Estratto del testo:

- - - - - - -

Fondamentalmente, è un film costruito con tutti gli ingredienti giusti piazzati al punto giusto per piacere al pubblico giusto. Anzi, per piacere a tutti: uomini e donne, grandi e piccini, giovani e vecchi (lo so che è la stessa categoria di grandi e piccini, l’ho messa giusto per far sembrare che esistano più categorie). In pratica, è impacchettato come una volta facevano i cinepanettoni da noi, prima che il pubblico italiano si stufasse. Ci sono voluti circa 30 anni perché si stufasse, quanto ci vorrà prima che il pubblico internazionale si stufi dei film prodotti in serie sui supereroi?

Iron Man 3 è l’apoteosi del cinepanettone supereroico. La canzone d’apertura sarebbe perfetta per un  cinepanettone. Probabilmente è stata anche davvero usata in uno dei cinepanettoni del passato. Il pezzone scelto è “Blue” dei "nostri" Eiffel 65. All’estero della nostra musica conoscono “Volare”, le colonne sonore di Ennio Morricone e poi “Blue” degli Eiffel 65. Che culo. Il suo utilizzo è un espediente per farci capire che il film inizia con un flashback e siamo nel 1999. Una canzone migliore per farcelo capire, no eh? Tra l’altro mi aspettavo fosse usata almeno in maniera più ironica, potevano accennare un balletto o che so io, e invece niente. “I’m blue da ba di da ba da.” Più che in Iron Man, la vedrei bene nel sequel di Avatar.

- - - - - - -

Serie di esercizi:
- A) Trascrivi alla lettera il passo del testo su Iron Man 3 che si apre con le parole contenenti "Fondamentalmente, è un" e si chiude con "serie sui supereroi?".
- B) Secondo il testo su Iron Man 3, quale canzone accompagna l'apertura del film e chi la esegue?
- C) Elenca tutte le musiche italiane che, secondo il testo su Iron Man 3, sono conosciute all'estero.
Per rispondere basati unicamente su ciò che riporta il testo.

- - - - - - -

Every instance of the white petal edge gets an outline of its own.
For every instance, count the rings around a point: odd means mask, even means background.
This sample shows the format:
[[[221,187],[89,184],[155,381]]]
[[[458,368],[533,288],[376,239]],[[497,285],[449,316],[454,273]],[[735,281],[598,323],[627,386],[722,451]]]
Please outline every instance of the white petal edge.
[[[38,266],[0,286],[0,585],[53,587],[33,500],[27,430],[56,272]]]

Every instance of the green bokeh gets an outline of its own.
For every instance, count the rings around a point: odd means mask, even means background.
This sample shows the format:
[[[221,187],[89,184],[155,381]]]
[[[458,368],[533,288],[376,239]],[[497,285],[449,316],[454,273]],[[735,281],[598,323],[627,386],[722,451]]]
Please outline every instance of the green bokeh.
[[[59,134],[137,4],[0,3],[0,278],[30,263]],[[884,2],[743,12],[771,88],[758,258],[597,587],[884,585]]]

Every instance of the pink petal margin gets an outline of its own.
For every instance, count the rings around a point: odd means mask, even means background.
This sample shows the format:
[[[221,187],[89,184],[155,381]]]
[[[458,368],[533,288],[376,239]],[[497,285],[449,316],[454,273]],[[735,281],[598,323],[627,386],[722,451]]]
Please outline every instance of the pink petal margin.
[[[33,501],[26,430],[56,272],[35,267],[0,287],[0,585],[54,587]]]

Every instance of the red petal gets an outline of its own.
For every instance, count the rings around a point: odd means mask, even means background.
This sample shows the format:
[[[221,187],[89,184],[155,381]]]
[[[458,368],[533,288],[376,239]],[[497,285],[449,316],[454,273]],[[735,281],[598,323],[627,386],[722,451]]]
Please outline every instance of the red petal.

- - - - - - -

Risposte per esercizio:
- A)
Fondamentalmente, è un film costruito con tutti gli ingredienti giusti piazzati al punto giusto per piacere al pubblico giusto. Anzi, per piacere a tutti: uomini e donne, grandi e piccini, giovani e vecchi (lo so che è la stessa categoria di grandi e piccini, l’ho messa giusto per far sembrare che esistano più categorie). In pratica, è impacchettato come una volta facevano i cinepanettoni da noi, prima che il pubblico italiano si stufasse. Ci sono voluti circa 30 anni perché si stufasse, quanto ci vorrà prima che il pubblico internazionale si stufi dei film prodotti in serie sui supereroi?

- B) La canzone d'apertura è "Blue" degli Eiffel 65.

- C)
- "Volare"
- le colonne sonore di Ennio Morricone
- "Blue" degli Eiffel 65